- _作業内容_: アスベストについての記事を、最後の文のあとから書き継ぐこと。

- _記事_:
----------

危険と言われるアスベストとはどういうものなのか

アスベスト風景

アスベストという言葉を聞いたことがあるでしょうか。アスベストというのは石綿と呼ばれることがあり、天然にできた鉱物繊維です。蛇紋石族と角閃石族に分けることができ、その中にはクリソタイルと呼ばれる白石綿、クラシドライトと呼ばれる青石綿、アモサイトと呼ばれる茶石綿、アンソフィライト石綿、トレモライト石綿、アクチノライト石綿の6種類があり、日本においては白石綿、茶石綿、青石綿が伝統的に使われてきました。白石綿は世界中で使われており、世界で使われているアスベストの9割を占めています。

近年、健康被害が指摘されているアスベストですが、1970年から90年の20年の間に年間約300,000トンという石綿が輸入されてきました。この8割以上が建築物に利用されたと考えられています。日本においてはまず、1975年9月に吹付けアスベストの使用が禁止されることになりました。1995年にアスベストの中でも有害性が高いと考えられている茶石綿と青石綿の使用が禁止され、白石綿も2004年10月に労働安全衛生法施行令が改正されたことによりこのアスベストを含んだ建材屋摩擦材、接着剤等の製造が一切禁止されることとなったのです。そして2006年の9月以降には大体が困難である適用除外製品などを除き、その建物全体の0.1%以上のアスベストを含んだ建築蔵が禁止されることになりました。

----------

- _データ抜粋_:
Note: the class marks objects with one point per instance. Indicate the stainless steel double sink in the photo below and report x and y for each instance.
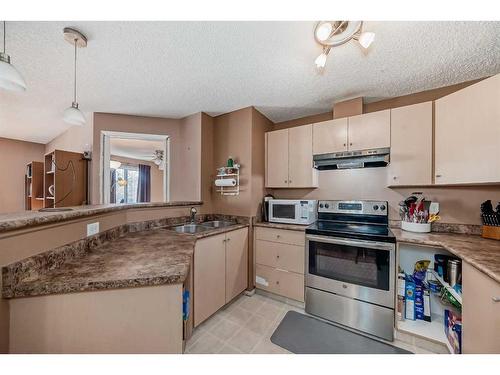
(201, 227)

----------

- _回答_:
1970年から1990年にかけて、アスベストを含んだ建物が大量に建築されたことにより、今後はこれらの建築物の老朽化が起こります。そのため建築物を解体しなければならなくなるでしょう。その際、解体工事の時にアスベストを吸い込んで健康被害を起こさないように、2005年7月には「石綿障害予防規則」というものが出来上がりました。2006年9月、2009年4月、2011年8月、そして2004年6月に1歩ずつ改正されています。また、2014年6月には大気汚染防止法も一部改正されることになりました。

アスベストは建築のみならず、生活の様々な場所で利用されています。先ほどアスベストを6種類紹介しましたが、アスベストの用途自体は3000種と言われています。その中でも石渡工業製品と建材製品に分けられており、アスベストの8割以上は建材製品として用いられているのです。もともと1955年頃からアスベストを利用した建材製品が使われるようになり、1960年代に入り高度経済成長が起こってからは高層ビルや鉄鋼建築物の建築に伴って軽量耐火被覆材として利用されるようになりました。そもそもアスベストは値段が安く、耐火性、断熱性、防音性、絶縁性などで優れているため、様々な場で適切な材料だと考えられてきたのです。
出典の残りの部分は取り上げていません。